The required answer is each line in the entries below where "speckled" occurs.

(Beginning of Dataset content)

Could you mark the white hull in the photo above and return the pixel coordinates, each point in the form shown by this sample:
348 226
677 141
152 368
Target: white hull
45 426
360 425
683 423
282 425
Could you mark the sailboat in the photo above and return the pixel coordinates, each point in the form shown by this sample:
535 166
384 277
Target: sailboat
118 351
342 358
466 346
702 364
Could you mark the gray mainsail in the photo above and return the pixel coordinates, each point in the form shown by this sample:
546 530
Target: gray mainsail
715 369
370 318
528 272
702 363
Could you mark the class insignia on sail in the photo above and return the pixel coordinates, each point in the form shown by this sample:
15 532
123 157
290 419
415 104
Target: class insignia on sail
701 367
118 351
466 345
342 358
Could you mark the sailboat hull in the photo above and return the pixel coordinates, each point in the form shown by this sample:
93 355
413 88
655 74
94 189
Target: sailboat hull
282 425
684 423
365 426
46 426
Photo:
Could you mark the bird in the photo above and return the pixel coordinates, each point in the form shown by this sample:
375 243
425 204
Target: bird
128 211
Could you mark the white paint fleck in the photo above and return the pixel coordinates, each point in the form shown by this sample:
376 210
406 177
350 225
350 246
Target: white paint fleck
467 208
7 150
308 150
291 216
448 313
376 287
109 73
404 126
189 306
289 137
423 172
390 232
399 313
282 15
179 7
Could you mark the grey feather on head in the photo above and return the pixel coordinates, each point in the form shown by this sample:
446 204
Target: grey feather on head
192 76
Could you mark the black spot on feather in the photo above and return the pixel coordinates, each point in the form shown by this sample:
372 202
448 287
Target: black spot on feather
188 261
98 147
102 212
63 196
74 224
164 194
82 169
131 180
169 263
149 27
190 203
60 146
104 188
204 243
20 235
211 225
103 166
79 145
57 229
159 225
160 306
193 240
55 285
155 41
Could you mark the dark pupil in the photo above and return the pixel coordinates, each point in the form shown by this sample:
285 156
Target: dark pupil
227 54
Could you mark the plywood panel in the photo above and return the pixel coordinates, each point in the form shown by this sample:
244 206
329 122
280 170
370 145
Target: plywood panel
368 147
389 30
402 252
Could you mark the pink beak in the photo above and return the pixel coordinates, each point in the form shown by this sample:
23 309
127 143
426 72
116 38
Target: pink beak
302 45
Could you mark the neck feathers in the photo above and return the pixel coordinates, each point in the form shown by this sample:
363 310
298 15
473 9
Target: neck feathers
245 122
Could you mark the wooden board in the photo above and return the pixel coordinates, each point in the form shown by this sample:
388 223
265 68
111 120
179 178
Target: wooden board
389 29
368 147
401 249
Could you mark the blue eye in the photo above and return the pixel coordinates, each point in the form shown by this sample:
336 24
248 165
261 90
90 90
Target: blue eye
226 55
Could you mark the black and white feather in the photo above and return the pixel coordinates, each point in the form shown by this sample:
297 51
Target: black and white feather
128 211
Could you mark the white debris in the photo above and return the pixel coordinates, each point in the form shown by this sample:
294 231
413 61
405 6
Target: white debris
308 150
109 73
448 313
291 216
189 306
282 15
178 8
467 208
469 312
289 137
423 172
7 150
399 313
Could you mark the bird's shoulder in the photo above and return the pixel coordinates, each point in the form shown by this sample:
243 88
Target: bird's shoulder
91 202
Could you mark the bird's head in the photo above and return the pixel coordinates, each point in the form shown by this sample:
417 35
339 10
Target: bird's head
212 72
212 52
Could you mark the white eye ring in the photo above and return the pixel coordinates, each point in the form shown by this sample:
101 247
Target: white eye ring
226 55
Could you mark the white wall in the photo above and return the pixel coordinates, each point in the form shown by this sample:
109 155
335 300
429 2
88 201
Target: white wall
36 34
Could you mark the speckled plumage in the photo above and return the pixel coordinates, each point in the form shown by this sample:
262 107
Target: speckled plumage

(End of Dataset content)

- **Result of the exercise**
Could you mark the speckled plumage in the photo above and return the pixel coordinates, each point in the form shown by this sample:
Target: speckled plumage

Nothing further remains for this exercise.